• **Opdracht 1**
Citeer uit de tekst over het energieverbruik letterlijk het gedeelte dat begint met de woorden "Daarbij neemt de" en eindigt met "rekening werden gebracht.".
• **Opdracht 2**
Licht in één tot drie zinnen toe waarom de commissie volgens de tekst over het energieverbruik van oordeel is dat de ondernemer moeite heeft gedaan de vragen van de consument te beantwoorden.
• **Opdracht 3**
Geef het vervolg op de tekst over het energieverbruik, aansluitend op de laatste zin daarvan.
··· Bron ···
Daarmee staat het geregistreerde verbruik vast en dient de consument dit verbruik te vergoeden.
Daarbij neemt de commissie in aanmerking dat de consument niet zelf in de woning verbleef en daardoor mogelijk onvoldoende zicht heeft gehad op wat er tijdens zijn afwezigheid gebeurde. Ook dit zou een hoger verbruik kunnen verklaren.
Slotsom is dat de commissie er van uit gaat dat het geregistreerde verbruik van energie door de consument genoten is en niet is gebleken dat de consument daarvoor ten onrechte bedragen door de ondernemer in rekening werden gebracht.
De commissie is mede gelet op de zeer uitvoerige correspondentie tussen partijen, die zich in het dossier bevindt van oordeel dat de ondernemer moeite heeft gedaan de vragen van de consument te beantwoorden en het bij de consument in rekening gebrachte verbruik toe te lichten.
··· Gegevensset ···
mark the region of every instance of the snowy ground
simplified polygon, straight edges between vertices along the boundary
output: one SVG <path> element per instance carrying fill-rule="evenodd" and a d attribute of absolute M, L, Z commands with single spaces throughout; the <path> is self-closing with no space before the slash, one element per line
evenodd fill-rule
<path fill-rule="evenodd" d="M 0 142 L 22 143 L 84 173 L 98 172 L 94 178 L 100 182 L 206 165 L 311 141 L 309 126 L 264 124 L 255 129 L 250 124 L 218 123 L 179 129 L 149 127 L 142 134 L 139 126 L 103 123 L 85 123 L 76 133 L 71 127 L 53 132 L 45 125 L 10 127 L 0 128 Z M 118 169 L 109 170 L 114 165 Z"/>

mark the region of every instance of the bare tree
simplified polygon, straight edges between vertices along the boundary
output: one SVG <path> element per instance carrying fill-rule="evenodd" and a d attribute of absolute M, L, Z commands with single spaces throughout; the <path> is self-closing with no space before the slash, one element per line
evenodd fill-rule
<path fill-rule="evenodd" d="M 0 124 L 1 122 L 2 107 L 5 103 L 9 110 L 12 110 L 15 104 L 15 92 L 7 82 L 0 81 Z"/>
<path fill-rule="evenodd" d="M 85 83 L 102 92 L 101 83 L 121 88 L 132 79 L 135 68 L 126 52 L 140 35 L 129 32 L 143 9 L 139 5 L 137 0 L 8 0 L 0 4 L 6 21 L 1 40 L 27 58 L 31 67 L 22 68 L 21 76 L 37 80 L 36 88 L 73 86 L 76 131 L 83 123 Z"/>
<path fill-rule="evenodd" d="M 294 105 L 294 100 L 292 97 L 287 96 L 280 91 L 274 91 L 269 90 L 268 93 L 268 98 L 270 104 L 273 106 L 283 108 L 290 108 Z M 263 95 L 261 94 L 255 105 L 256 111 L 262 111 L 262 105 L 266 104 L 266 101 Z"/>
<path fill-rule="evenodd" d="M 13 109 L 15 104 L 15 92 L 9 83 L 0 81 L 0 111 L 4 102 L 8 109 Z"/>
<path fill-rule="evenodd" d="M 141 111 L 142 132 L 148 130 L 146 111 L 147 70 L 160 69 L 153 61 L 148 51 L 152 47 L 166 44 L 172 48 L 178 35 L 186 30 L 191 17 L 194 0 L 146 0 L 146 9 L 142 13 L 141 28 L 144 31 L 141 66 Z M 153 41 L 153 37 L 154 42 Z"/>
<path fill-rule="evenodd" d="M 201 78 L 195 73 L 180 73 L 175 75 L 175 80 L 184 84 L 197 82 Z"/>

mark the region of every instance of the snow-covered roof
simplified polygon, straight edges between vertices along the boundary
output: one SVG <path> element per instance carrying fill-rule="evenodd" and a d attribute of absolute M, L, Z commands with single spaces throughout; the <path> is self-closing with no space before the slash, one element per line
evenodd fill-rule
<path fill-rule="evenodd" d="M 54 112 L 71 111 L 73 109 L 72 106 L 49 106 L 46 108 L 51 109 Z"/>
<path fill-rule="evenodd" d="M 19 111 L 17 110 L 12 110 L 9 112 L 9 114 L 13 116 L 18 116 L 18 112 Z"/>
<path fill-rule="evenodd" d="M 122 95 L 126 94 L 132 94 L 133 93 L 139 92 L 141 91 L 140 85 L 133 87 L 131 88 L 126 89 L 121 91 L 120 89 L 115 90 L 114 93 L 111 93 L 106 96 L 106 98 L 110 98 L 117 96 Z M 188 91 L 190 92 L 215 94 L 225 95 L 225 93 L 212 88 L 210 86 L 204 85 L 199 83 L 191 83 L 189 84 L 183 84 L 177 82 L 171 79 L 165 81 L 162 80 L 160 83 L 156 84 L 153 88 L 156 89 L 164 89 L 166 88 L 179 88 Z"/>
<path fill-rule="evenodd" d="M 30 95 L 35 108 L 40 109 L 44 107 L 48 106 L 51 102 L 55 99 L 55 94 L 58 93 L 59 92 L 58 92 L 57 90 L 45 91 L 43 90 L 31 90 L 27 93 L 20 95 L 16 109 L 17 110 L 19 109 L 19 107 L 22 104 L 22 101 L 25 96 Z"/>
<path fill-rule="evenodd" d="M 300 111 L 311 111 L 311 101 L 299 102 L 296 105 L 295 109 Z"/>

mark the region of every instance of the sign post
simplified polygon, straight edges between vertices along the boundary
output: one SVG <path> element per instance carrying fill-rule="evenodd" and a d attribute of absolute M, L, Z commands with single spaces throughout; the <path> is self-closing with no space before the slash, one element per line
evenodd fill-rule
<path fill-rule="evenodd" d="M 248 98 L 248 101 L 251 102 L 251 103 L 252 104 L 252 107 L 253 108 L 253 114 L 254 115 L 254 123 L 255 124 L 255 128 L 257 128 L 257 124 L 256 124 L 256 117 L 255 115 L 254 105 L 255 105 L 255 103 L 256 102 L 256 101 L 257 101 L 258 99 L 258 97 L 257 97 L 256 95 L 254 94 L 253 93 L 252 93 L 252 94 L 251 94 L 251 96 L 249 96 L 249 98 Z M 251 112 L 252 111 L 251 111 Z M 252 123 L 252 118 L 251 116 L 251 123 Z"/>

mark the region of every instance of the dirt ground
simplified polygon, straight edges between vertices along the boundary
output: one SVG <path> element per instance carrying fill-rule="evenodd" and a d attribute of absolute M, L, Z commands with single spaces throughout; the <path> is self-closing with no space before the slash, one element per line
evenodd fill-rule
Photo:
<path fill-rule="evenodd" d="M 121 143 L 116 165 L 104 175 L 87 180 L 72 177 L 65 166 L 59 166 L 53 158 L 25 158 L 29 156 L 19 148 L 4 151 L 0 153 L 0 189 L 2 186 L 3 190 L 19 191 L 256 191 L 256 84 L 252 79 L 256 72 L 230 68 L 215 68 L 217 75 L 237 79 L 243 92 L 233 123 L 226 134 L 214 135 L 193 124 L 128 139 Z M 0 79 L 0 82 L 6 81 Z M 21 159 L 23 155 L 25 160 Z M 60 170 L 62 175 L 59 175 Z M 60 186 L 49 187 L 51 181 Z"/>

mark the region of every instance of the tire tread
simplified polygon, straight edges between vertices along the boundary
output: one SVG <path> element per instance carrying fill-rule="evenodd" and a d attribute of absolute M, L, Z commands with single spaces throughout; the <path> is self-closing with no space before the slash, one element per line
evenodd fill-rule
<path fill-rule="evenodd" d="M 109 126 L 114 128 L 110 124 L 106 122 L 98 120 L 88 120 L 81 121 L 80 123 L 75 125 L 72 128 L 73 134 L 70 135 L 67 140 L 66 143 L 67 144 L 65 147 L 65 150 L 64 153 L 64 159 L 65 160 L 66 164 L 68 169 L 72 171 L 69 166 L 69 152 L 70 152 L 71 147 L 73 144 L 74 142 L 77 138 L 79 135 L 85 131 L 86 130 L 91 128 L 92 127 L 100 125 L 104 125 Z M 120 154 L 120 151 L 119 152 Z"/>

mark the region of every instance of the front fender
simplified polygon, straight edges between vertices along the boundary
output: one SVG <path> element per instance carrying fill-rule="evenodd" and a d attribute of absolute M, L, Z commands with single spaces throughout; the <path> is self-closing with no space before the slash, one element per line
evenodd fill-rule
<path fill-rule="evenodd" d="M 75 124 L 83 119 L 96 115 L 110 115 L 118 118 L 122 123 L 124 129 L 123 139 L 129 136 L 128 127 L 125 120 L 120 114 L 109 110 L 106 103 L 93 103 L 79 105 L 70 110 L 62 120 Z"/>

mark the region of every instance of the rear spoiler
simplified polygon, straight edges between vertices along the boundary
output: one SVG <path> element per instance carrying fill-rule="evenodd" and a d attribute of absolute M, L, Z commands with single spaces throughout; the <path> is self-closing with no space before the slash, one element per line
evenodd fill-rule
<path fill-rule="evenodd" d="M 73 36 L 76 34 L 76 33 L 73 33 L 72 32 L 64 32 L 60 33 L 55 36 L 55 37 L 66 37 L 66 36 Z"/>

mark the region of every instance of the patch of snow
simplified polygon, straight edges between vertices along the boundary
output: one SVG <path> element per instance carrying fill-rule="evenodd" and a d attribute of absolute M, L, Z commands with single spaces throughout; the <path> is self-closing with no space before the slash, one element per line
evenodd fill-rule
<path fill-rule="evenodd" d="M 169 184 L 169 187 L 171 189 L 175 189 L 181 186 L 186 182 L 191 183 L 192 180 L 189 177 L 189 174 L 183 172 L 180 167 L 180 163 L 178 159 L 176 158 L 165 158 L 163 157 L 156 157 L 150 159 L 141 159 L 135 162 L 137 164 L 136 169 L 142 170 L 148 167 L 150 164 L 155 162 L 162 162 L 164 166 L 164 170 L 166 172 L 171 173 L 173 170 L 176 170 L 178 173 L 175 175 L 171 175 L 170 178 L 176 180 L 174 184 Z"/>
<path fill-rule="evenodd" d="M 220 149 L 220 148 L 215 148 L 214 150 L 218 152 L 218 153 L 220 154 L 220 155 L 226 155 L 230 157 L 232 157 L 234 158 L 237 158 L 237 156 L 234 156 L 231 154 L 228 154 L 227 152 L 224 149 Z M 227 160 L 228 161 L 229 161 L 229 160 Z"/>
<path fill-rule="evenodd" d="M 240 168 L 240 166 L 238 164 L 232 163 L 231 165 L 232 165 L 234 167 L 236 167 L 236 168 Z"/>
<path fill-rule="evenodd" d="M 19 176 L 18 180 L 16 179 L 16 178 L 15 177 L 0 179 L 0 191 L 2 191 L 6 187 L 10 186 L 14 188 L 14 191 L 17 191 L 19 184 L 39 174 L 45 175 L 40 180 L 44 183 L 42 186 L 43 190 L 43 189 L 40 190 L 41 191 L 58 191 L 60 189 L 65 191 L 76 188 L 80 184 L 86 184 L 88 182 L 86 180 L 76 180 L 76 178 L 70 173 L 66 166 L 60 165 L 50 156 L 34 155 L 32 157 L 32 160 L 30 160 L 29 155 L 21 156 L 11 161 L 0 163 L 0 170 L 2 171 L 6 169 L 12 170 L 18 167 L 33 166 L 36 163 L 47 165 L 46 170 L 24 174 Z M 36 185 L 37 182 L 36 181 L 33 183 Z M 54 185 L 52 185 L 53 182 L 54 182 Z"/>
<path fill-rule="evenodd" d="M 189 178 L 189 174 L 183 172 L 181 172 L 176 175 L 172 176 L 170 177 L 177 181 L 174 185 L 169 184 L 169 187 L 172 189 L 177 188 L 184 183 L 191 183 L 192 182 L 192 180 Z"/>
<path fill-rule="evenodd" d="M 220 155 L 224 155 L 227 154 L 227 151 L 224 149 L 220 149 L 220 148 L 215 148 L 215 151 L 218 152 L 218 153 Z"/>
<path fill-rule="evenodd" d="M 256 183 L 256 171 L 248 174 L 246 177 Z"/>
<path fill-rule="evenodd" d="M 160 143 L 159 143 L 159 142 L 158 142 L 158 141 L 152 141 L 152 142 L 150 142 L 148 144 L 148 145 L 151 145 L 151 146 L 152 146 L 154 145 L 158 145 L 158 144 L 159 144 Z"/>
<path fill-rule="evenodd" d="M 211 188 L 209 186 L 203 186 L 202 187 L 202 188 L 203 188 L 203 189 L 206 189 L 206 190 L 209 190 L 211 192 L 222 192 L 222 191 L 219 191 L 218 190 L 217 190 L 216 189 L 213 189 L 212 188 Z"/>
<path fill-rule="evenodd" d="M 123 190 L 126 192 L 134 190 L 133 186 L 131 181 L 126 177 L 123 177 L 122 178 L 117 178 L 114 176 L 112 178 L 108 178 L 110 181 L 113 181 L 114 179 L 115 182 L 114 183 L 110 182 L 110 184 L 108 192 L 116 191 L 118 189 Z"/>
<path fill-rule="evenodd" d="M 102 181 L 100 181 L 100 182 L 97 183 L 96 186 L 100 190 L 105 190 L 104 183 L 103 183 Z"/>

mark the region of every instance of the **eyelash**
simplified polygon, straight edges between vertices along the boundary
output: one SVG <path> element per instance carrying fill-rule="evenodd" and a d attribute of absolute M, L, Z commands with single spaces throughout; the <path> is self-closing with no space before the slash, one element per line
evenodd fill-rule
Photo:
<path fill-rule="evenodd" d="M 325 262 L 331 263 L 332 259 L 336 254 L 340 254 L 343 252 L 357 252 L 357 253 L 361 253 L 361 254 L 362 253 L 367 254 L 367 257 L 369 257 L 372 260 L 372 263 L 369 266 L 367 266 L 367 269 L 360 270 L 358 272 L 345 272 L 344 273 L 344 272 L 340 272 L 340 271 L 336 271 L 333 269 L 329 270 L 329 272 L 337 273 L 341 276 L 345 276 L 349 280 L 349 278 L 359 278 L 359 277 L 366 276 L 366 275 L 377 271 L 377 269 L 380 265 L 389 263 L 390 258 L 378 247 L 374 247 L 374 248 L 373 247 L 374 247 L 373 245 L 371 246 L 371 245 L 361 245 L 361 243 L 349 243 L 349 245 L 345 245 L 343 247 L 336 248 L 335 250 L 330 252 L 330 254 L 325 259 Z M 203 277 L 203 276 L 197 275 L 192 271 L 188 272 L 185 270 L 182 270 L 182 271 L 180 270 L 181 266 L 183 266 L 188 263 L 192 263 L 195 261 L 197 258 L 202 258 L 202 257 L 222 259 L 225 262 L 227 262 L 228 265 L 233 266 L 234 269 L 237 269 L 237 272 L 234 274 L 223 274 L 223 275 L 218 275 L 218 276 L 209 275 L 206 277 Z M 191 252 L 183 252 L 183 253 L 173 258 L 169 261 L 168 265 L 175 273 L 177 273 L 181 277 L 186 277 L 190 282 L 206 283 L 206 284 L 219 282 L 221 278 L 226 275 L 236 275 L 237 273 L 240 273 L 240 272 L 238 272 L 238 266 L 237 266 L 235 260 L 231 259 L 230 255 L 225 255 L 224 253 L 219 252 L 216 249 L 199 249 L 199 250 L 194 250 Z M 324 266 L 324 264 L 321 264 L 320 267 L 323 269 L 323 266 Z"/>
···
• **Antwoord 1**
Daarbij neemt de commissie in aanmerking dat de consument niet zelf in de woning verbleef en daardoor mogelijk onvoldoende zicht heeft gehad op wat er tijdens zijn afwezigheid gebeurde. Ook dit zou een hoger verbruik kunnen verklaren.
Slotsom is dat de commissie er van uit gaat dat het geregistreerde verbruik van energie door de consument genoten is en niet is gebleken dat de consument daarvoor ten onrechte bedragen door de ondernemer in rekening werden gebracht.

• **Antwoord 2**
De commissie baseert dit oordeel mede op de zeer uitvoerige correspondentie tussen partijen die zich in het dossier bevindt. Daaruit leidt zij af dat de ondernemer heeft getracht de vragen van de consument te beantwoorden en het in rekening gebrachte verbruik toe te lichten.

• **Antwoord 3**
De commissie acht de klacht derhalve niet gegrond. De commissie zal bepalen dat het depotbedrag aan de ondernemer dient te worden betaald, terwijl het resterend bedrag ad € 8,72 binnen na te melden termijn door de consument aan de ondernemer moet worden betaald.
Derhalve wordt als volgt beslist.
Beslissing
Wijst het door de consument verlangde af.
Het depotbedrag ad € 100,– dient aan de ondernemer te worden betaald.
De consument dient het resterend bedrag ad € 8,72 binnen twee weken na de verzenddatum van dit bindend advies aan de ondernemer te betalen.
Wijst het meer of anders verzochte af.
Aldus beslist door de Geschillencommissie Energie, op 13 januari 2015.